1) Riconoscere il più presto possibile un focolaio settico intra-addominale.

2) Intervenire chirurgicamente il più presto possibile, in ogni caso dopo la stabilizzazione cardio-vascolare del paziente.

3) Esplorare la cavità addominale, eliminare la causa e tutti i focolai settici e necrotici, drenare le raccolte purulente.

4) Evitare ulteriore contaminazioni peritoneali favorendo diversioni, esteriorizzazioni e controllando il drenaggio di pus o di fistole.

5) Lavare accuratamente con soluzioni antisettiche.

6) Decomprimere in caso di marcati quadri occlusivi.

7) Usare antibiotici per via endovenosa.

8) Effettuare relaparotomia urgente in caso di sepsi clinica ed evidenza di peritonite, deiscenza, raccolta, ostruzione.

9) Effettuare trattamenti “aperti” negli ascessi pancreatici multipli dopo pancreatite acuta e nelle gravi peritoniti generalizzate con multipli focolai settici.

10) Considerare con giudizio la relaparotomia nella M.O.F.S., se non vi sono evidenze radiologiche di focalità settica intra-addominale.

           Da quanto esposto appare evidente che nonostante i numerosi sviluppi tecnologici, farmacologici, e nonostante i progressi nel campo del monitoraggio e della terapia, la sepsi nel paziente chirurgico rappresenta ancora oggi la pió gravosa causa di morbilità e mortalità.

          E questo in relazione alle notevoli estensioni delle indicazioni alla chirurgia, che sempre più prepotentemente si qualifica come possibilità terapeutica in patologie un tempo escluse da tale opportunità e si ä estesa a pazienti anziani e con patologie associate, nonché all’utilizzazione di sistemi di monitoraggio e cura più invasivi, all’affinamento delle tecniche di rianimazione, alla selezione di microorganismi sempre più resistenti e non ultimo alla compromissione immunitaria conseguente non solo a patologie di base o associate ma anche al prolungarsi della malattia e allo stesso stress chirurgico.

          Nella cura delle sepsi intra-addominali la chirurgia ha sempre rappresentato il mezzo terapeutico pió radicale e definitivo: tale procedure ovviamente devono essere sostenute da un moderno monitoraggio fisiopatologico e da altrettante terapie complementari atte a correggere ogni tipo di alterazione instauratasi.

──────────────────────────────

_Consegna:_
Trascrivi dal brano sulla sepsi intra-addominale il passo che comincia con le parole "3) Esplorare la" e si chiude dopo "multipli focolai settici.".

(Voci del dataset)

──────────────────────────────

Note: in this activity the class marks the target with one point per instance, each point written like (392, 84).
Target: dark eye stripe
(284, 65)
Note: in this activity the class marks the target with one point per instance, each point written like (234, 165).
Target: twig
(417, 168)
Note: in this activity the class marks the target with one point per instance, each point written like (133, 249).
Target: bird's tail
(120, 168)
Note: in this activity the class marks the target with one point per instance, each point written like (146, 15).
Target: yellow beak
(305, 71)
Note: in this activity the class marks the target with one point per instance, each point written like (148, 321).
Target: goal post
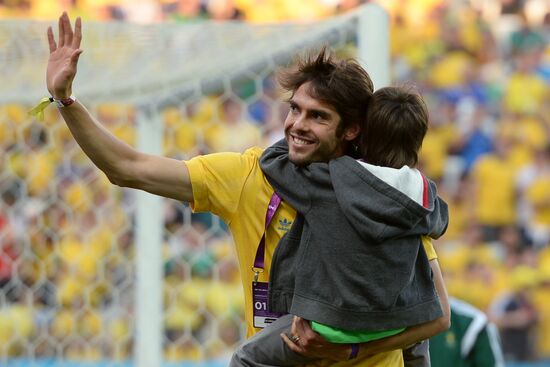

──────────────────────────────

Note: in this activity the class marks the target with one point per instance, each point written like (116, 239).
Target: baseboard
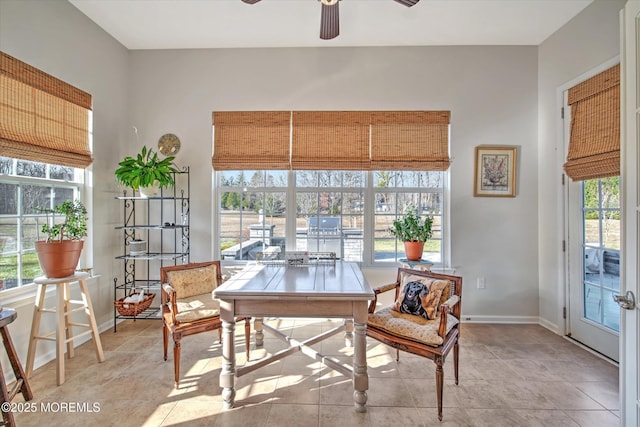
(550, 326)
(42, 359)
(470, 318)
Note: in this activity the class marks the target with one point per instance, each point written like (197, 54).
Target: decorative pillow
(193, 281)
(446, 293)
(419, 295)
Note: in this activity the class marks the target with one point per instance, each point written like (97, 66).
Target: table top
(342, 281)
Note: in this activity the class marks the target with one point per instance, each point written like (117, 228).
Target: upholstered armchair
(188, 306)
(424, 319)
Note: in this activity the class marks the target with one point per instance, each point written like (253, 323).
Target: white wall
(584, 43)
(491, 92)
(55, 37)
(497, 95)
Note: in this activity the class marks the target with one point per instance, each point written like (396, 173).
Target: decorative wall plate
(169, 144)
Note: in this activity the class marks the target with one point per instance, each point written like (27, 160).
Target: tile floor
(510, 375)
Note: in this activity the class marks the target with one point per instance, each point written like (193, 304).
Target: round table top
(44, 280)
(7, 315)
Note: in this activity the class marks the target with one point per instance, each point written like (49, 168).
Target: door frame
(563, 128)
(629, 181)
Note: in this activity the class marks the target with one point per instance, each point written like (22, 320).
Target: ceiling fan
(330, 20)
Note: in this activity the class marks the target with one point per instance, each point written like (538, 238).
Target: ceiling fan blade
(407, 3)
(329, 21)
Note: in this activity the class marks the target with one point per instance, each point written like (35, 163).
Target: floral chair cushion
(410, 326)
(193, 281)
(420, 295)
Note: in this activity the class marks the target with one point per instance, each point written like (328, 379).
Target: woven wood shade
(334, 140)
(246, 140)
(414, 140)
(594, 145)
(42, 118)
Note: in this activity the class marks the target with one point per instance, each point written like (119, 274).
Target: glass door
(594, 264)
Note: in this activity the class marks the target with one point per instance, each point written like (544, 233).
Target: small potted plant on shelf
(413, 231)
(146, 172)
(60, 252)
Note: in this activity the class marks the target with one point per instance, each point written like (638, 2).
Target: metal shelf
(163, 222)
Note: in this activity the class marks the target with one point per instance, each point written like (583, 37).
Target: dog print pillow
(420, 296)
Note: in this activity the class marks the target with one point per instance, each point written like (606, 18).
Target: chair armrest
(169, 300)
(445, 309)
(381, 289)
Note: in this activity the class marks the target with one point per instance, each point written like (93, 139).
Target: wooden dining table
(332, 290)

──────────────────────────────

_Soluzione:_
3) Esplorare la cavità addominale, eliminare la causa e tutti i focolai settici e necrotici, drenare le raccolte purulente.

4) Evitare ulteriore contaminazioni peritoneali favorendo diversioni, esteriorizzazioni e controllando il drenaggio di pus o di fistole.

5) Lavare accuratamente con soluzioni antisettiche.

6) Decomprimere in caso di marcati quadri occlusivi.

7) Usare antibiotici per via endovenosa.

8) Effettuare relaparotomia urgente in caso di sepsi clinica ed evidenza di peritonite, deiscenza, raccolta, ostruzione.

9) Effettuare trattamenti “aperti” negli ascessi pancreatici multipli dopo pancreatite acuta e nelle gravi peritoniti generalizzate con multipli focolai settici.